__Exercise directions__. Provide the entries once more, identical in every word.
(Material shown)
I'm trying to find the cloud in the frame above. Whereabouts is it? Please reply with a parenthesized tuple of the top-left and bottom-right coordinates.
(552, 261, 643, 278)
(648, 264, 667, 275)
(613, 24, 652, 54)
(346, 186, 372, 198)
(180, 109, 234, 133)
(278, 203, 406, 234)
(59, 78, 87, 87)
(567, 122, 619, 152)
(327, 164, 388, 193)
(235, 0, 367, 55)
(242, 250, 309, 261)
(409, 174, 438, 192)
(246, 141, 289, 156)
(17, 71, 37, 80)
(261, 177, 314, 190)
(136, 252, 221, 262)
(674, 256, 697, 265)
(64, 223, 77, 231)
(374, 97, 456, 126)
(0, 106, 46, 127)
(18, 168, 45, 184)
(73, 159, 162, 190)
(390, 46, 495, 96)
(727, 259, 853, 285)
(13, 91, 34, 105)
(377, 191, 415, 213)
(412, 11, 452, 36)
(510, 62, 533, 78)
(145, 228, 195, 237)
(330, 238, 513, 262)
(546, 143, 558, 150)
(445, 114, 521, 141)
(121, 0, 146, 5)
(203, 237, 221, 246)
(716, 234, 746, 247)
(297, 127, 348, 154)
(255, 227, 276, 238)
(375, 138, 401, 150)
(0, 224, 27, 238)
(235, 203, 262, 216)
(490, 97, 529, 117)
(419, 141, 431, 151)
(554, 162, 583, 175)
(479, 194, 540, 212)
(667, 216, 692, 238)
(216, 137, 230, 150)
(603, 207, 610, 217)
(End Material shown)
__Answer for the task__.
I'm trying to find the cloud in the frame above. Whereabouts is it? Please reply with a parenthesized tuple of the top-left and bottom-right coordinates.
(552, 261, 643, 278)
(648, 264, 667, 275)
(613, 24, 652, 54)
(346, 186, 372, 198)
(180, 109, 234, 133)
(278, 203, 406, 234)
(59, 78, 87, 87)
(567, 122, 619, 152)
(327, 164, 388, 193)
(235, 0, 367, 55)
(242, 250, 309, 261)
(409, 174, 438, 192)
(246, 141, 289, 156)
(17, 71, 37, 80)
(261, 177, 314, 190)
(136, 252, 221, 262)
(674, 256, 697, 265)
(64, 223, 77, 231)
(374, 97, 456, 126)
(0, 106, 46, 127)
(18, 168, 45, 184)
(73, 159, 162, 190)
(390, 46, 495, 96)
(727, 259, 853, 285)
(13, 91, 34, 105)
(377, 191, 415, 213)
(412, 11, 452, 36)
(510, 62, 533, 78)
(145, 228, 195, 237)
(330, 238, 513, 262)
(546, 143, 558, 150)
(445, 114, 521, 141)
(121, 0, 146, 5)
(203, 237, 221, 246)
(716, 234, 746, 247)
(297, 127, 348, 154)
(255, 227, 276, 238)
(375, 138, 401, 150)
(0, 224, 27, 238)
(235, 203, 262, 216)
(490, 97, 529, 117)
(419, 141, 431, 151)
(554, 162, 583, 175)
(479, 194, 540, 212)
(667, 216, 692, 238)
(216, 137, 230, 150)
(603, 207, 610, 217)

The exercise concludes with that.